> [Your goal]:
Rewrite all the entries below with "vertex pairs" changed to "point pairs" wherever it appears, keeping everything else the same. Leave the pictures out.

> [Records for the task]:
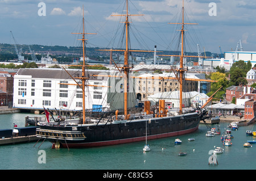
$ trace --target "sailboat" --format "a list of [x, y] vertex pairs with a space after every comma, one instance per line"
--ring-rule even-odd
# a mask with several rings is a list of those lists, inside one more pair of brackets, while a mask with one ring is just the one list
[[146, 121], [146, 143], [145, 143], [145, 146], [144, 146], [143, 148], [143, 151], [150, 151], [150, 148], [149, 146], [149, 145], [147, 144], [147, 121]]
[[[184, 2], [183, 6], [183, 22], [181, 24], [181, 53], [179, 56], [180, 65], [177, 71], [177, 78], [179, 82], [180, 89], [180, 110], [179, 114], [175, 116], [169, 116], [166, 113], [164, 100], [159, 100], [159, 113], [155, 113], [150, 109], [150, 102], [145, 102], [144, 111], [143, 115], [137, 115], [129, 112], [129, 107], [130, 106], [128, 101], [132, 92], [129, 92], [128, 89], [130, 66], [128, 64], [129, 56], [132, 52], [146, 52], [146, 50], [133, 50], [128, 47], [129, 26], [131, 23], [129, 18], [131, 15], [129, 14], [128, 1], [126, 0], [126, 11], [125, 14], [115, 15], [113, 16], [123, 16], [125, 18], [125, 35], [126, 47], [123, 49], [111, 49], [109, 51], [118, 51], [124, 53], [123, 65], [117, 68], [122, 74], [123, 81], [123, 91], [118, 92], [119, 97], [123, 98], [124, 110], [122, 115], [120, 115], [119, 110], [116, 110], [115, 115], [109, 117], [100, 117], [98, 119], [91, 118], [85, 116], [85, 104], [84, 96], [85, 92], [85, 79], [88, 78], [87, 74], [85, 73], [85, 58], [84, 58], [84, 66], [82, 68], [82, 76], [79, 77], [81, 79], [82, 85], [76, 83], [82, 90], [82, 120], [81, 121], [72, 122], [64, 120], [60, 123], [41, 122], [39, 123], [36, 129], [36, 136], [40, 138], [45, 138], [52, 142], [52, 148], [88, 148], [102, 146], [112, 145], [117, 145], [133, 142], [135, 141], [143, 141], [147, 140], [160, 138], [171, 136], [177, 136], [188, 134], [196, 131], [198, 129], [199, 123], [204, 117], [207, 111], [204, 110], [196, 110], [190, 112], [184, 113], [182, 111], [183, 98], [182, 86], [184, 79], [191, 80], [184, 78], [184, 73], [187, 70], [183, 67], [183, 60], [186, 56], [183, 52], [183, 36], [184, 33]], [[86, 33], [84, 31], [84, 20], [83, 20], [83, 32], [80, 33], [82, 35], [83, 57], [85, 57], [85, 45], [86, 39], [84, 35]], [[189, 24], [189, 23], [187, 23]], [[153, 52], [148, 50], [147, 52]], [[114, 62], [115, 63], [115, 62]], [[115, 65], [116, 64], [115, 63]], [[198, 81], [198, 79], [195, 81]], [[210, 80], [204, 81], [214, 82]], [[147, 104], [146, 104], [147, 103]], [[118, 104], [119, 103], [115, 103]], [[120, 111], [121, 112], [121, 111]], [[148, 119], [150, 121], [147, 124]], [[145, 124], [146, 123], [146, 124]], [[148, 125], [147, 126], [147, 125]], [[145, 132], [149, 132], [149, 136], [144, 135]]]

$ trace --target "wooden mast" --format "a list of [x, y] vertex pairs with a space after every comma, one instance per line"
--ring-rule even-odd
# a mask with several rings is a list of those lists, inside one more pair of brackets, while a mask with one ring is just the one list
[[79, 78], [82, 79], [82, 124], [85, 124], [85, 34], [97, 34], [97, 33], [85, 33], [84, 31], [84, 5], [82, 5], [82, 33], [72, 33], [72, 34], [82, 34], [82, 39], [79, 39], [79, 40], [82, 40], [82, 58], [83, 58], [83, 66], [82, 67], [82, 77]]
[[180, 31], [181, 32], [181, 50], [180, 56], [173, 56], [173, 55], [160, 55], [163, 56], [179, 56], [180, 57], [180, 68], [177, 70], [178, 73], [178, 81], [180, 83], [179, 87], [179, 92], [180, 92], [180, 107], [179, 112], [180, 114], [182, 113], [182, 90], [183, 90], [183, 78], [184, 74], [185, 71], [187, 70], [187, 69], [184, 69], [183, 67], [183, 58], [184, 57], [198, 57], [198, 56], [184, 56], [184, 24], [197, 24], [197, 23], [185, 23], [184, 21], [184, 0], [182, 1], [182, 23], [169, 23], [168, 24], [181, 24], [181, 30], [178, 30]]

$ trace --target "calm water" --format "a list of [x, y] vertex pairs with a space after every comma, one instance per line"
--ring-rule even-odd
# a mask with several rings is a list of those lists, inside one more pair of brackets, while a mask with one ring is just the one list
[[[13, 128], [13, 123], [18, 127], [24, 126], [26, 113], [0, 115], [0, 129]], [[34, 115], [30, 115], [34, 116]], [[228, 123], [221, 123], [221, 129]], [[51, 149], [51, 144], [42, 141], [0, 146], [0, 169], [93, 169], [93, 170], [254, 170], [256, 144], [252, 148], [243, 148], [247, 140], [253, 136], [246, 135], [247, 129], [253, 125], [241, 127], [232, 131], [234, 138], [231, 146], [224, 146], [221, 136], [207, 137], [208, 129], [200, 124], [199, 130], [179, 138], [182, 144], [174, 145], [176, 137], [148, 141], [151, 151], [143, 153], [143, 142], [89, 149]], [[256, 127], [254, 129], [255, 131]], [[188, 141], [188, 138], [195, 141]], [[214, 146], [225, 149], [224, 153], [217, 155], [218, 165], [208, 165], [209, 151]], [[46, 163], [39, 163], [40, 151], [45, 151]], [[179, 157], [180, 151], [187, 152]], [[39, 152], [40, 153], [40, 152]]]

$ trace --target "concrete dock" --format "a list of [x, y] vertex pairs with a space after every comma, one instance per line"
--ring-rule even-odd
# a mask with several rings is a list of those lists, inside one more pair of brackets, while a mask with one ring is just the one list
[[14, 136], [10, 138], [0, 138], [0, 145], [34, 142], [37, 141], [38, 140], [39, 138], [36, 135]]

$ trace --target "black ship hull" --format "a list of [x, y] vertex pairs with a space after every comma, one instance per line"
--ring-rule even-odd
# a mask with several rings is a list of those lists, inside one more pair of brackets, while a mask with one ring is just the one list
[[177, 136], [198, 129], [200, 117], [191, 113], [175, 116], [114, 121], [65, 127], [39, 125], [36, 136], [64, 148], [86, 148], [117, 145]]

> [The response]:
$ trace --target "sailboat" --format "a list of [x, y] point pairs with a space after every comma, one instance per line"
--ring-rule even-odd
# a mask with several rings is a list of those lists, inside one more pair of brackets, while a mask with one ring is just the one list
[[146, 121], [146, 143], [145, 143], [145, 146], [144, 146], [143, 148], [143, 151], [150, 151], [150, 148], [149, 146], [149, 145], [147, 144], [147, 121]]
[[[184, 2], [183, 6], [183, 22], [181, 24], [181, 53], [179, 56], [180, 65], [177, 71], [177, 78], [179, 82], [180, 89], [180, 110], [179, 114], [175, 116], [169, 116], [166, 113], [164, 100], [159, 100], [159, 113], [155, 113], [150, 109], [150, 102], [145, 102], [144, 111], [143, 115], [137, 115], [129, 112], [129, 107], [130, 106], [128, 101], [132, 92], [129, 92], [128, 89], [130, 66], [128, 64], [129, 56], [132, 52], [146, 52], [146, 50], [133, 50], [128, 47], [129, 26], [131, 23], [129, 18], [131, 15], [129, 14], [128, 1], [126, 0], [126, 11], [125, 14], [115, 15], [113, 16], [123, 16], [125, 18], [125, 35], [126, 47], [123, 49], [111, 49], [109, 51], [118, 51], [124, 53], [123, 65], [117, 68], [122, 74], [123, 81], [123, 91], [118, 92], [119, 97], [123, 98], [124, 110], [122, 115], [120, 115], [119, 110], [116, 110], [115, 115], [109, 117], [100, 117], [98, 119], [91, 118], [85, 116], [85, 104], [84, 96], [85, 92], [85, 79], [88, 78], [87, 74], [85, 73], [85, 58], [84, 58], [84, 66], [82, 68], [82, 76], [79, 77], [81, 79], [82, 85], [76, 83], [82, 90], [82, 120], [81, 121], [72, 122], [64, 120], [60, 123], [41, 122], [39, 123], [36, 129], [36, 136], [40, 138], [45, 138], [52, 142], [52, 148], [88, 148], [102, 146], [112, 145], [117, 145], [133, 142], [135, 141], [143, 141], [147, 140], [160, 138], [171, 136], [177, 136], [188, 134], [196, 131], [198, 129], [199, 123], [204, 117], [207, 111], [204, 110], [196, 110], [190, 112], [184, 113], [182, 111], [183, 98], [182, 86], [184, 79], [191, 80], [184, 78], [184, 73], [187, 70], [183, 67], [183, 60], [186, 56], [183, 52], [183, 36], [184, 33]], [[86, 33], [84, 31], [84, 20], [83, 20], [83, 32], [80, 33], [82, 35], [83, 57], [85, 57], [85, 45], [86, 39], [84, 35]], [[189, 24], [189, 23], [187, 23]], [[153, 52], [148, 50], [147, 52]], [[114, 62], [115, 63], [115, 62]], [[115, 65], [116, 64], [115, 63]], [[198, 81], [198, 79], [195, 81]], [[210, 80], [204, 81], [214, 82]], [[147, 104], [146, 104], [147, 103]], [[118, 104], [119, 103], [115, 103]], [[120, 111], [121, 112], [121, 111]], [[148, 119], [150, 121], [147, 124]], [[145, 124], [146, 123], [146, 124]], [[148, 125], [147, 126], [147, 125]], [[145, 132], [149, 132], [149, 136], [144, 135]]]

$ trace --target "wooden mast" --format "a list of [x, y] point pairs with a space after every comma, one instance per line"
--ring-rule even-odd
# a mask with several rings is a list of those lists, inside one more pair of brackets, while a mask with one ring is just the one list
[[79, 78], [82, 79], [82, 124], [85, 124], [85, 34], [97, 34], [97, 33], [85, 33], [84, 31], [84, 5], [82, 5], [82, 33], [72, 33], [72, 34], [82, 34], [82, 39], [79, 39], [79, 40], [82, 40], [82, 58], [83, 58], [83, 66], [82, 67], [82, 77]]
[[180, 31], [181, 32], [181, 50], [180, 56], [173, 56], [173, 55], [160, 55], [163, 56], [179, 56], [180, 57], [180, 68], [177, 70], [178, 73], [178, 81], [180, 83], [179, 87], [179, 92], [180, 92], [180, 107], [179, 112], [180, 114], [182, 113], [182, 90], [183, 90], [183, 78], [184, 74], [185, 71], [187, 70], [187, 69], [184, 69], [183, 67], [183, 58], [184, 57], [198, 57], [198, 56], [184, 56], [184, 24], [197, 24], [197, 23], [185, 23], [184, 21], [184, 0], [182, 1], [182, 23], [169, 23], [168, 24], [181, 24], [181, 30], [178, 30]]

$ trace --target "calm water" --format "a list of [x, y] point pairs with a space after every comma, one instance per line"
--ring-rule even-odd
# a mask with several rings is a list of those lists, inside one more pair of brackets, while a mask with one ring is just the one list
[[[13, 128], [13, 123], [18, 127], [24, 126], [26, 113], [0, 115], [0, 129]], [[34, 115], [30, 115], [34, 116]], [[228, 123], [221, 123], [221, 129]], [[51, 149], [51, 144], [42, 141], [0, 146], [0, 169], [93, 169], [93, 170], [254, 170], [256, 144], [252, 148], [243, 148], [247, 140], [253, 136], [246, 135], [247, 129], [253, 125], [241, 127], [232, 131], [234, 138], [231, 146], [224, 146], [221, 136], [207, 137], [208, 129], [200, 124], [199, 130], [179, 138], [182, 144], [174, 145], [176, 137], [148, 141], [151, 151], [143, 153], [143, 142], [89, 149]], [[256, 127], [254, 129], [255, 131]], [[188, 141], [188, 138], [195, 141]], [[214, 146], [225, 149], [224, 153], [217, 155], [218, 165], [208, 165], [209, 151]], [[46, 163], [39, 163], [40, 151], [45, 151]], [[179, 157], [180, 151], [187, 152]], [[39, 152], [40, 153], [40, 152]]]

$ trace --target "concrete dock" --format "a list of [x, y] point pairs with a space after every comma, one instance per line"
--ring-rule even-odd
# a mask with several rings is a list of those lists, inside one more pair of brackets, while a mask with one ring is just the one list
[[14, 136], [10, 138], [0, 138], [0, 145], [34, 142], [37, 141], [38, 140], [39, 138], [36, 135]]

$ trace --target "black ship hull" --format "a list of [x, y] point pairs with a space after every comma, one instance per line"
--ring-rule even-odd
# a mask with several rings is a list of those lists, inside one more pair of brackets, while a mask with one ring is just the one list
[[177, 136], [198, 129], [200, 117], [191, 113], [175, 116], [114, 121], [65, 127], [39, 125], [36, 136], [64, 148], [86, 148], [117, 145]]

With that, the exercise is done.